Monday, June 11, 2007

Inspiration Comes When You Least Expect It

We went to see the movie "Waitress" over the weekend. A sweet movie with lots of creative pies as part of the story. I was so inspired afterwards that I made a dynamite cobbler using Asian pears, cranberries, raspberries, a few blackberries and some strawberries. Cooking unleashes creative juices -- I enjoyed the process and the end result. The movie was more than just a comedy and stirred up ugly memories of my previous marriage from hell. Sad that it reminded me too many women feel trapped in controlling relationships. It had a happy ending, though, and I left with a smile.

We're going to Seattle this week for my nephew's graduation and I've been looking for a good book to take for the plane ride. Yesterday I saw that Oprah, bless her heart, has selected "Middlesex" as her book du jour. This is a book I've had for some time now but haven't read, so once again, Oprah to the rescue. If Oprah loves it, I'm sure I will too.

ADDENDUM: I ended up not reading Middlesex, but read Kite Runner instead. Very powerful book. Highly recommend it.

3 comments:

Sarah in Disturbia said...

[AIM]
Answer these questions about the blog post above:
(a) What fruits went into the cobbler?
(b) What event is taking the writer to Seattle?
(c) What book did the writer read instead of "Middlesex"?

[ENTRIES PROVIDED]
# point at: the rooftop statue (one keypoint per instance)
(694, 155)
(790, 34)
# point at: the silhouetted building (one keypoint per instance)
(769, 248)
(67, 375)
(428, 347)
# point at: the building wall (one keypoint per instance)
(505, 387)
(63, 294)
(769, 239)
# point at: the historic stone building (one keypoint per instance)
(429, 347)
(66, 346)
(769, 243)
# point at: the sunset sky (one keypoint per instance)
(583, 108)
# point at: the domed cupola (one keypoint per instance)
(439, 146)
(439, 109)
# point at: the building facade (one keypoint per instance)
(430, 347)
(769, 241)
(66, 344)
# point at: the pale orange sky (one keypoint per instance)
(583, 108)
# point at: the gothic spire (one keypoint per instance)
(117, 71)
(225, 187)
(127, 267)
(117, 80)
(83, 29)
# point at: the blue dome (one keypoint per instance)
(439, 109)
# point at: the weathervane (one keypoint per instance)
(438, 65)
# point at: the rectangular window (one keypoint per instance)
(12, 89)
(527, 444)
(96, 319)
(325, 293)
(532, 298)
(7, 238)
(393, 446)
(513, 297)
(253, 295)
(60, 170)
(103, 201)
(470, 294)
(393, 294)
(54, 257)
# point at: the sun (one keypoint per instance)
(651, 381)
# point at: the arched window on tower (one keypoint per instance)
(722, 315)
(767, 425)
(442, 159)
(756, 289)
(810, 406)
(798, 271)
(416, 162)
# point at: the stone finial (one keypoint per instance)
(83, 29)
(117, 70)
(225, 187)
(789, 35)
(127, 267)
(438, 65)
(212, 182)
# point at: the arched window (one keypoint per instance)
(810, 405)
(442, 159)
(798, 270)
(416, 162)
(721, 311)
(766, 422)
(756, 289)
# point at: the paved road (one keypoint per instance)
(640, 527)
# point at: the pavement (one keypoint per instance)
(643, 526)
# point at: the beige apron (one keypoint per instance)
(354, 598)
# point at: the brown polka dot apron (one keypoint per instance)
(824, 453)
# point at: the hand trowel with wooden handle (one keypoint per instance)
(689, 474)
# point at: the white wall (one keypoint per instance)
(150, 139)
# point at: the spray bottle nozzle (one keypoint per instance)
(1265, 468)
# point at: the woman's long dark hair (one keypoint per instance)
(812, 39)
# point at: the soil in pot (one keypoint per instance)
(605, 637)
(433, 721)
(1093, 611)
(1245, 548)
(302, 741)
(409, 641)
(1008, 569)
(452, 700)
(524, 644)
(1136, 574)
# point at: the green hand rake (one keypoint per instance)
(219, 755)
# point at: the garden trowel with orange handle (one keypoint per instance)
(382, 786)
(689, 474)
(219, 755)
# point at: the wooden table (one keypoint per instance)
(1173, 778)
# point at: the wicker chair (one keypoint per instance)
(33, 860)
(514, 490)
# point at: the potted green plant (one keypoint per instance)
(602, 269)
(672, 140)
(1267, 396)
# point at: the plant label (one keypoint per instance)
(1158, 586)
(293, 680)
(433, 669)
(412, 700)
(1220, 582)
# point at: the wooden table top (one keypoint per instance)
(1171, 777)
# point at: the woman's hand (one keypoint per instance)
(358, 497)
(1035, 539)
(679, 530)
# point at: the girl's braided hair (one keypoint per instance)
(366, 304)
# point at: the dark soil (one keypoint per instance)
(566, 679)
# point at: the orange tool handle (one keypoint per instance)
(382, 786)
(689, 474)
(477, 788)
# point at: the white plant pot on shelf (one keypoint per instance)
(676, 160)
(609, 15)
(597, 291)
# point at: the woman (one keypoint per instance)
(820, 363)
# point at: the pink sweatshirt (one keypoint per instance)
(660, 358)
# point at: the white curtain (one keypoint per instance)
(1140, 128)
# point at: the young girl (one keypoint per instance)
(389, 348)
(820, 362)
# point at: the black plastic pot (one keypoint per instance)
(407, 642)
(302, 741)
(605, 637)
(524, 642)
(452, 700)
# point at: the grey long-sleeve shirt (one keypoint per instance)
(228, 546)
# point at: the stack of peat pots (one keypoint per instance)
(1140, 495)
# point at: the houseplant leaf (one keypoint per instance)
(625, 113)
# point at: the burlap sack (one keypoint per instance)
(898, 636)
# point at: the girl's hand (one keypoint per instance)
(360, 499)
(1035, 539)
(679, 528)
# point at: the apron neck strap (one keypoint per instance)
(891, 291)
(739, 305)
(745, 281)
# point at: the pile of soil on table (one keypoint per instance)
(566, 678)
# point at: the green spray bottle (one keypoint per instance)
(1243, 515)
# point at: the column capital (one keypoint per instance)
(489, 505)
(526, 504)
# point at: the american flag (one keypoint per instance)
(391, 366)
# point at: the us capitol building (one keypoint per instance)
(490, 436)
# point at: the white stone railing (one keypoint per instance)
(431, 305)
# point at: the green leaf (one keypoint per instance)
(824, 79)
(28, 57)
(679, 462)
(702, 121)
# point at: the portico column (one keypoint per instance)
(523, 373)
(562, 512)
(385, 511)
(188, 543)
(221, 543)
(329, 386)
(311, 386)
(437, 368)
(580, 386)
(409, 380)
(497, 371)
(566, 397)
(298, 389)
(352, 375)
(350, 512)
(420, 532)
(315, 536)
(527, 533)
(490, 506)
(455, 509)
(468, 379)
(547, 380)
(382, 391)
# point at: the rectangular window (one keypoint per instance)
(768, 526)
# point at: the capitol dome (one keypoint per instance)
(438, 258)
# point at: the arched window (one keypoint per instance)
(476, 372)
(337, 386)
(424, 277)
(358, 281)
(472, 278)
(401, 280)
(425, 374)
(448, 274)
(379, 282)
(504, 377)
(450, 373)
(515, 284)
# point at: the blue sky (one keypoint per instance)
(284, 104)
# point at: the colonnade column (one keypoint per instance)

[REPLY]
(a) Asian pears, cranberries, raspberries, a few blackberries and some strawberries.
(b) The writer's nephew's graduation.
(c) Kite Runner.